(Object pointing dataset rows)
-*-

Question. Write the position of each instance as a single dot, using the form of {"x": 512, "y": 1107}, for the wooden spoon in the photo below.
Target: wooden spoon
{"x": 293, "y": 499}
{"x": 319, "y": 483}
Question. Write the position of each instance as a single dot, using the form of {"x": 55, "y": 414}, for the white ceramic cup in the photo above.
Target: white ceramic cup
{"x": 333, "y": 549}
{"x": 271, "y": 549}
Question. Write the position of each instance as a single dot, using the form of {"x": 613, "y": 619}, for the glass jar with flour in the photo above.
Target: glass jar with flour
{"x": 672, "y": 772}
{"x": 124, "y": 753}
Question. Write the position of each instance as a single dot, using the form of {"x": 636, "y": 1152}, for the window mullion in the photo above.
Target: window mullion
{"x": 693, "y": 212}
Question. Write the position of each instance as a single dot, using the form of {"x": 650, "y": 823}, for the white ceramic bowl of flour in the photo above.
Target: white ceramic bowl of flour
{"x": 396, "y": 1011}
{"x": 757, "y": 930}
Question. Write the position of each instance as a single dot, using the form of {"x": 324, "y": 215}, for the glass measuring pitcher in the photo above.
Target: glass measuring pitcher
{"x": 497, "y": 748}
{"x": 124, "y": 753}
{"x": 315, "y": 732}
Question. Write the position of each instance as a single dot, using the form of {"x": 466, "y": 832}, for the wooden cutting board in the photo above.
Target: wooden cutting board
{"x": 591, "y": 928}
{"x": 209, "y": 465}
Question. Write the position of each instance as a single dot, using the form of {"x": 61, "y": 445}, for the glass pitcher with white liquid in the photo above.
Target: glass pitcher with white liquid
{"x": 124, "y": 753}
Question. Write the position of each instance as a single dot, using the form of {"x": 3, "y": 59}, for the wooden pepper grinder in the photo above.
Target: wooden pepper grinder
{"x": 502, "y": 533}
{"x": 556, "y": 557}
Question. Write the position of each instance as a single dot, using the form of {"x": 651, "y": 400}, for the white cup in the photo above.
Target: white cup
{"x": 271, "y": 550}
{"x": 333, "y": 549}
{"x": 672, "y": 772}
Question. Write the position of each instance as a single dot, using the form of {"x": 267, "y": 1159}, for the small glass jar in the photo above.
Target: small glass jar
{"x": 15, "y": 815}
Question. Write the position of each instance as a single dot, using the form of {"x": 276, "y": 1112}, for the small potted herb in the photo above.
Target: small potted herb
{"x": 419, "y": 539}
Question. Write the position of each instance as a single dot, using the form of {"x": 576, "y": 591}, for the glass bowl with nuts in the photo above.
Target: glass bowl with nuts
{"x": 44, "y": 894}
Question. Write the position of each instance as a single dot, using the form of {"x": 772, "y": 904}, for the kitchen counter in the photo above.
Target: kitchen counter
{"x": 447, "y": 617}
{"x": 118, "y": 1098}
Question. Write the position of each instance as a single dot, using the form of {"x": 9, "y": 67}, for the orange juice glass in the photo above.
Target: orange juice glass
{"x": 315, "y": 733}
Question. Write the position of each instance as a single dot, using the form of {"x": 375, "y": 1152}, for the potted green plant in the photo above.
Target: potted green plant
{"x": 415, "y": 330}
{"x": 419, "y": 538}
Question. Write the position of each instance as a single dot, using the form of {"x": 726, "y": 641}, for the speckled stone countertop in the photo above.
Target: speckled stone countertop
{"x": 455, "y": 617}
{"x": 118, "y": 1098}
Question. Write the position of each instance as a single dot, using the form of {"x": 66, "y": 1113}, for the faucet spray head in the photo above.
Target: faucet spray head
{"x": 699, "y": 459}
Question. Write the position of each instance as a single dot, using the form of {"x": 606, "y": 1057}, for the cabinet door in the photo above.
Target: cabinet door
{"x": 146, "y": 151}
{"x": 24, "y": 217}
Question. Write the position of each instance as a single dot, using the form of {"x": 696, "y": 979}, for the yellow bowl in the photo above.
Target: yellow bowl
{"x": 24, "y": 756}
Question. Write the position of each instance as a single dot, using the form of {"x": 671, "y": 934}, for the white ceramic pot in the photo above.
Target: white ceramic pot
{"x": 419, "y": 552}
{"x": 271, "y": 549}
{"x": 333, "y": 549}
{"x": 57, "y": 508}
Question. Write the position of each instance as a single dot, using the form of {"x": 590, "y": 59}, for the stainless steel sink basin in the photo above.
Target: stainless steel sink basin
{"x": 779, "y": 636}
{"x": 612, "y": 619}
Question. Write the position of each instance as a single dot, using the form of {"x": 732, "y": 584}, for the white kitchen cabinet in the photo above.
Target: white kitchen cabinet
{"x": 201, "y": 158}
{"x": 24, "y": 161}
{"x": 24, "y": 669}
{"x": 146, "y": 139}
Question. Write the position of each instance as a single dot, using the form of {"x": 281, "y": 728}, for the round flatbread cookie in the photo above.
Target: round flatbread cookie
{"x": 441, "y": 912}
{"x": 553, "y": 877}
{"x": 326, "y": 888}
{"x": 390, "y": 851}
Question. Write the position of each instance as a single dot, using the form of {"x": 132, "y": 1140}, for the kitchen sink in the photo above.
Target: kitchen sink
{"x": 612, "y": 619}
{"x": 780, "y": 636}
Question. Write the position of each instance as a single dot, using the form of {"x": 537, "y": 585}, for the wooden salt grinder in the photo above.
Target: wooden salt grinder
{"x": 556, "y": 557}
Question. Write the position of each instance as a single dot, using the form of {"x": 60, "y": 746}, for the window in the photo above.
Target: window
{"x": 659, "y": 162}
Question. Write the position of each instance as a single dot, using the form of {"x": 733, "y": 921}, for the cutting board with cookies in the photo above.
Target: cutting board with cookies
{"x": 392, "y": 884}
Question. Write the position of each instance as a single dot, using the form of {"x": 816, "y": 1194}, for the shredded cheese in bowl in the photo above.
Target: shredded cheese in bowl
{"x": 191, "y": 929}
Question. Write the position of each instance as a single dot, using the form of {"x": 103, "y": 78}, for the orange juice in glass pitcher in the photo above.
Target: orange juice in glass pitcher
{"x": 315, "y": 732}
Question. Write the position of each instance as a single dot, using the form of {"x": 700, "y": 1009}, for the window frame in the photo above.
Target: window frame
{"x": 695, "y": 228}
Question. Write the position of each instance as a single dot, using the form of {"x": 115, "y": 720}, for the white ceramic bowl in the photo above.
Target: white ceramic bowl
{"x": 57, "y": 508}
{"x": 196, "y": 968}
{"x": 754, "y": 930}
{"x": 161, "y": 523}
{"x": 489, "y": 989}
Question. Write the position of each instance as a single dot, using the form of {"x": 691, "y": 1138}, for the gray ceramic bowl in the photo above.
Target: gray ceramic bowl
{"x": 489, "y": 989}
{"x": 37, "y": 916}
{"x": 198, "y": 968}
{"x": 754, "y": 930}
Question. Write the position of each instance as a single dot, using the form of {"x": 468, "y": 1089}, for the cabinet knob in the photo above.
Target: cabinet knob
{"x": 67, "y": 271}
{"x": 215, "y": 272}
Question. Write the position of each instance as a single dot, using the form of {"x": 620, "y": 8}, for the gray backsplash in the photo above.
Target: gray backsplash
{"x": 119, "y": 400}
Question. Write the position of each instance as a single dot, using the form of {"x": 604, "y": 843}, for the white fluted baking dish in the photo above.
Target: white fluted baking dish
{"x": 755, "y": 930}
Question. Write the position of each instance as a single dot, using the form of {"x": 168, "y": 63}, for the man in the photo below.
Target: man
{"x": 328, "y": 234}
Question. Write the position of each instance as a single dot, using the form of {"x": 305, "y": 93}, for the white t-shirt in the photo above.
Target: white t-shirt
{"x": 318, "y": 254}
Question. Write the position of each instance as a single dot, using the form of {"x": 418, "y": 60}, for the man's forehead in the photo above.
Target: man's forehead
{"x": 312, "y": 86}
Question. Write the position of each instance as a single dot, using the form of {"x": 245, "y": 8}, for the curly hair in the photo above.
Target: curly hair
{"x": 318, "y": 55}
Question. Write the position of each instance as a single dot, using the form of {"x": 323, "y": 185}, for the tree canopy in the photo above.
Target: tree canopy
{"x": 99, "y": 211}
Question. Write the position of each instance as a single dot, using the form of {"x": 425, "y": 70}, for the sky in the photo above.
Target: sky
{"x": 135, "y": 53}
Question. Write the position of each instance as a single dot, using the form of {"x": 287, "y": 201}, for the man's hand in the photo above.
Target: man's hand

-*-

Short exercise. Only the lines from the one that contains "hair in the photo above." to the end of the data should be output, exactly as they appear.

Answer to this problem.
Question. Write the position of each instance as a single dot, using the form of {"x": 245, "y": 8}, for the curly hair in the photo above.
Target: curly hair
{"x": 318, "y": 55}
Question. Write the position of each instance as a single dot, using the form of {"x": 323, "y": 185}, for the tree canopy in the photo above.
Target: tree canopy
{"x": 99, "y": 211}
Question. Write the position of each instance as a single dot, using the form of {"x": 425, "y": 70}, for the sky in the photo above.
Target: sky
{"x": 135, "y": 53}
Question. Write the position of each instance as a single dot, using the form of {"x": 287, "y": 201}, for the man's hand in the photo above.
Target: man's hand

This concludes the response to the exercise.